## START

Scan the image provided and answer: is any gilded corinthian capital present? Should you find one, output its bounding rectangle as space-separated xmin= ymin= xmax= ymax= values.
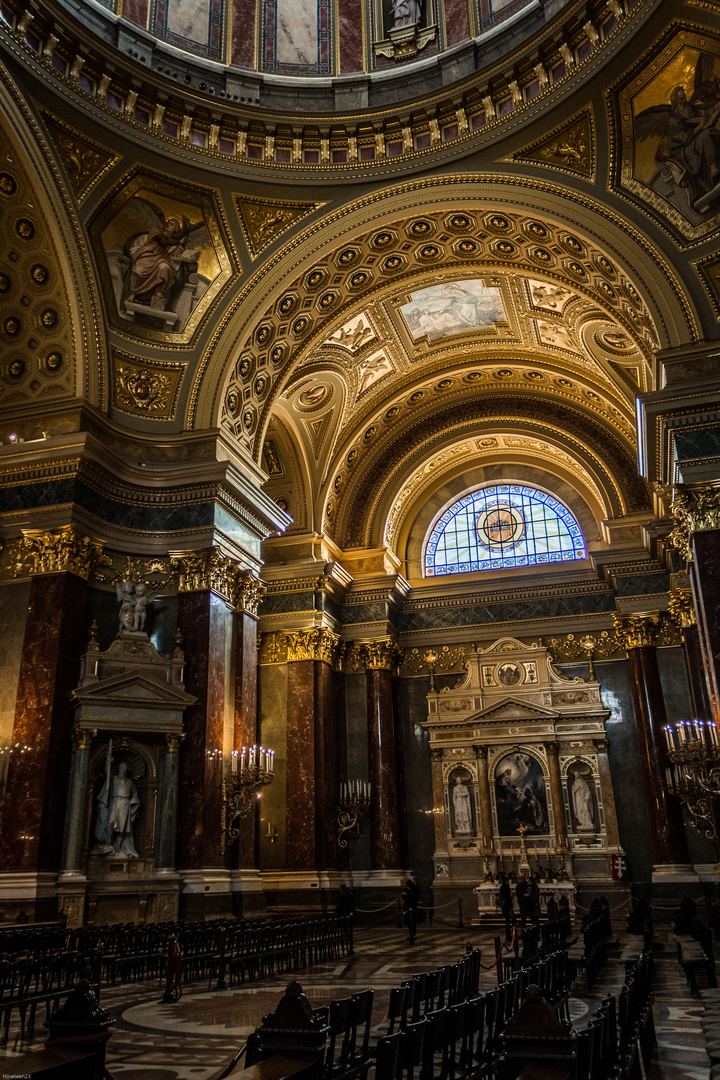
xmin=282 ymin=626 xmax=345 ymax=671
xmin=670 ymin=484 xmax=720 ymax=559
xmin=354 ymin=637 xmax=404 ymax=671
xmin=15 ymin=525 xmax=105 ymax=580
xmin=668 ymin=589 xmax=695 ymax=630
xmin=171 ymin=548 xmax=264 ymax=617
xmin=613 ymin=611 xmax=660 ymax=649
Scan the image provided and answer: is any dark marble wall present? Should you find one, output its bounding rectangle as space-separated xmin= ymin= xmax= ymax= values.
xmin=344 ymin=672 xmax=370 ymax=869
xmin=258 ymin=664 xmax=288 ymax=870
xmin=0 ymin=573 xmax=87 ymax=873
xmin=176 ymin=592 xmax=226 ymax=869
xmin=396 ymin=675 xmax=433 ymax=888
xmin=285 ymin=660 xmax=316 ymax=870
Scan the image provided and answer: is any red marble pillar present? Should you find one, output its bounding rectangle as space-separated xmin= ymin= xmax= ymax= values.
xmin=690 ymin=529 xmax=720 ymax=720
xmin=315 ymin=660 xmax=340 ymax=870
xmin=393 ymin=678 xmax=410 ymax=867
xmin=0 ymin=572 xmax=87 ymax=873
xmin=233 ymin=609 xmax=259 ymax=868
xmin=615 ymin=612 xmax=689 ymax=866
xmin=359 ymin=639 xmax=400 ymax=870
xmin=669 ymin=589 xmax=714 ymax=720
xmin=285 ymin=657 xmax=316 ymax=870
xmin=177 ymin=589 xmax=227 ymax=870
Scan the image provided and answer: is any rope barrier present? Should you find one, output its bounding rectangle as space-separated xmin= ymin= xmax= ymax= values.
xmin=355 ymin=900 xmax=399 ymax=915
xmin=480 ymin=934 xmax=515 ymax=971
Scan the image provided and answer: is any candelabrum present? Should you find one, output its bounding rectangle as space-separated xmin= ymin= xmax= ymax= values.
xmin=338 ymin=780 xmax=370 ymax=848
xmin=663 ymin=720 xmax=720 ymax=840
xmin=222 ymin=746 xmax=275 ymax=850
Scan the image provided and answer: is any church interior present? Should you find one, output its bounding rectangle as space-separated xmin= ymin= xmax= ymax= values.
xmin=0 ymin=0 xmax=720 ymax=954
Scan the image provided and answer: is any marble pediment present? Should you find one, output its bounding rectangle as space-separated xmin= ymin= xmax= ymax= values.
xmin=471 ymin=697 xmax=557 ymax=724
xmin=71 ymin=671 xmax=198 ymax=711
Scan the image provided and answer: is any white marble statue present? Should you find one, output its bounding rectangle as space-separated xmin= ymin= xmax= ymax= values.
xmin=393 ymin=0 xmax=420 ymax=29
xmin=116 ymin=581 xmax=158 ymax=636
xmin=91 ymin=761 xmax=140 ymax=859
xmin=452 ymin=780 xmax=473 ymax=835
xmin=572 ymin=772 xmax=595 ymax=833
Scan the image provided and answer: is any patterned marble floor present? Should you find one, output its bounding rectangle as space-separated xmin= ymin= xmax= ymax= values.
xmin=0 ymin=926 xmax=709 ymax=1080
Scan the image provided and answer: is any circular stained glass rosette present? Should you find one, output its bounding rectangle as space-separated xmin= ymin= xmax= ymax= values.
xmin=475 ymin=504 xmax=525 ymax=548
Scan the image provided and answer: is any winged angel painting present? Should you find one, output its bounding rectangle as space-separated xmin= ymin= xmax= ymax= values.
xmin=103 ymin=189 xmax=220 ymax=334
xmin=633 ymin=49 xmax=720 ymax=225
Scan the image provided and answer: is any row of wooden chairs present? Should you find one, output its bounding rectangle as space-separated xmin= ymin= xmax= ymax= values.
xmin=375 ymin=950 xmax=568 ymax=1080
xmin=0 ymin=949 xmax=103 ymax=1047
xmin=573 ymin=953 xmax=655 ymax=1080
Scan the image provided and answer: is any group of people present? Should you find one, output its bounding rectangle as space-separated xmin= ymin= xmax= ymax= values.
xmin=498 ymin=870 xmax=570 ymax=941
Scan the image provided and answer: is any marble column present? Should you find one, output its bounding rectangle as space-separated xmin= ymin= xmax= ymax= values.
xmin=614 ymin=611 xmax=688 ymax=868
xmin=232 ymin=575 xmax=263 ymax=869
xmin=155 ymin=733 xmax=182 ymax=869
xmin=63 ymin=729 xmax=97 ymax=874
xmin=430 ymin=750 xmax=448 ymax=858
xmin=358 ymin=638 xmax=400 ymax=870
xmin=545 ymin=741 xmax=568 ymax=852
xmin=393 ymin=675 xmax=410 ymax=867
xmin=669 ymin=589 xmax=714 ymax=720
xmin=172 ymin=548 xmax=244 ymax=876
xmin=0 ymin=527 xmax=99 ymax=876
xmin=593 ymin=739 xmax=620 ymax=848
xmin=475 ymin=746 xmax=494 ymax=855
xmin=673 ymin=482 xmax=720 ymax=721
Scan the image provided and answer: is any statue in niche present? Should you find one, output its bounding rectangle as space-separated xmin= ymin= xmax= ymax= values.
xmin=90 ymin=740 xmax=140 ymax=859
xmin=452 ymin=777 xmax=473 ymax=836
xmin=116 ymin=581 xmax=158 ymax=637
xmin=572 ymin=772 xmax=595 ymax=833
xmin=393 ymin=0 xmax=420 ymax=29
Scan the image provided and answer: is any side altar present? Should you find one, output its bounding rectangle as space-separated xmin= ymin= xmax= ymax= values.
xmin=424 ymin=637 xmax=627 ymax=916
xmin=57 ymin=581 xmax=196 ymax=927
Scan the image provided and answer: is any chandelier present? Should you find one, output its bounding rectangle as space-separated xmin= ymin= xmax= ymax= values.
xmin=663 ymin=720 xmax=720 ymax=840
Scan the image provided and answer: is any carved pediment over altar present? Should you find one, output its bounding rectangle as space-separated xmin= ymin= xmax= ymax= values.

## END

Recast the listing above as a JSON list of strings, taking only the lines from the one containing "Scan the image provided and answer: is any group" through the one containing "xmin=498 ymin=870 xmax=570 ymax=941", with both of those lines included. Give one string per line and leave out any blank lines.

[
  "Scan the image provided and answer: is any group of people present? Should you find one, output its bounding rectangle as space-separated xmin= ymin= xmax= ymax= values.",
  "xmin=498 ymin=870 xmax=570 ymax=941"
]